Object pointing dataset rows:
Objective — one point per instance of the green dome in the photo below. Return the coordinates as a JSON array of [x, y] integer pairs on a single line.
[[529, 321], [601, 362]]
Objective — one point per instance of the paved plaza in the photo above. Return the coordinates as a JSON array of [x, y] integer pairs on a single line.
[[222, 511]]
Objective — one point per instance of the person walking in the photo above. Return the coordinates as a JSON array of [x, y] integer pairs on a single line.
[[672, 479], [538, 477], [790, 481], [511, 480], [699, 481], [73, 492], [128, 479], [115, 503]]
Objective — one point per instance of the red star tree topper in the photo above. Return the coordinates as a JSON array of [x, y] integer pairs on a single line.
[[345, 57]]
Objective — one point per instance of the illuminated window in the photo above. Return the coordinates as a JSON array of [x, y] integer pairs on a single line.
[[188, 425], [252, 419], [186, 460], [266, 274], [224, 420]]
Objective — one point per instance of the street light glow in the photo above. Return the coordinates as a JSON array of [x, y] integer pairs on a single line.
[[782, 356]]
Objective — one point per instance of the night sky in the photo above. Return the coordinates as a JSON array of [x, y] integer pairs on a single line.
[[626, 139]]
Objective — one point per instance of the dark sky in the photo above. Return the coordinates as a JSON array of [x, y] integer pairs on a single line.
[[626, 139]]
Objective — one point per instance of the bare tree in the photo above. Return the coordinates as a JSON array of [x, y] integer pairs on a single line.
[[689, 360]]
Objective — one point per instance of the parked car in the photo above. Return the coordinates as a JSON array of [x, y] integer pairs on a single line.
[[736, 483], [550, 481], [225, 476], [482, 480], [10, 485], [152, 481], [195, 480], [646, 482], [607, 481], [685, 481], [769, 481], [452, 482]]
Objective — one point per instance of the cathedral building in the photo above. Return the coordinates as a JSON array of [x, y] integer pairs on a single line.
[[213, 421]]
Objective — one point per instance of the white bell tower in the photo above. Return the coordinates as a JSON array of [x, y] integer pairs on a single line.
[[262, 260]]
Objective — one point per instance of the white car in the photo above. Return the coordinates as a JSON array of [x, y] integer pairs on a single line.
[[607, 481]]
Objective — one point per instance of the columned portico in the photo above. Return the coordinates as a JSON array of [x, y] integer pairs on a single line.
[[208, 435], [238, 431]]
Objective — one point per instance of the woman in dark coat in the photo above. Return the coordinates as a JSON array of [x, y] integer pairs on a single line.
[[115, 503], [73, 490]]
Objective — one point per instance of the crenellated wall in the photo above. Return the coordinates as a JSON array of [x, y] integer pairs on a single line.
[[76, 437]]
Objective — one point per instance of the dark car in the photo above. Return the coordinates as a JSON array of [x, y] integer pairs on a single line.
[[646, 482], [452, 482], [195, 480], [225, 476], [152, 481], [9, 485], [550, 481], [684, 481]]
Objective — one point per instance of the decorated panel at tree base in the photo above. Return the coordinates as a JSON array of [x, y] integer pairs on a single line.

Written problem: Rewrite every line of the records, from the start through the line that contains "[[345, 57]]", shifting each coordinate in the answers by adding -104 to it. Leave all other lines unchanged.

The output:
Objective — one point per instance of the green dome in the photo below. Return the coordinates as a JSON array of [x, y] integer pairs on a single line.
[[425, 217], [497, 258]]
Objective — one point per instance of the paved plaza in the photo above. Return the coordinates as a JSON array of [x, y] integer pairs on a single line.
[[118, 407]]
Objective — one point per instance of the person walking in the photo above. Return the coordinates as a JSON array of [x, y] integer pairs on a single line.
[[568, 375], [434, 373], [686, 377], [407, 376], [595, 377], [-31, 388], [24, 375], [11, 399]]
Objective — one point per instance of the red star tree topper in the photo above. Return the coordinates as a JSON array of [x, y] integer pairs on a single line.
[[241, -47]]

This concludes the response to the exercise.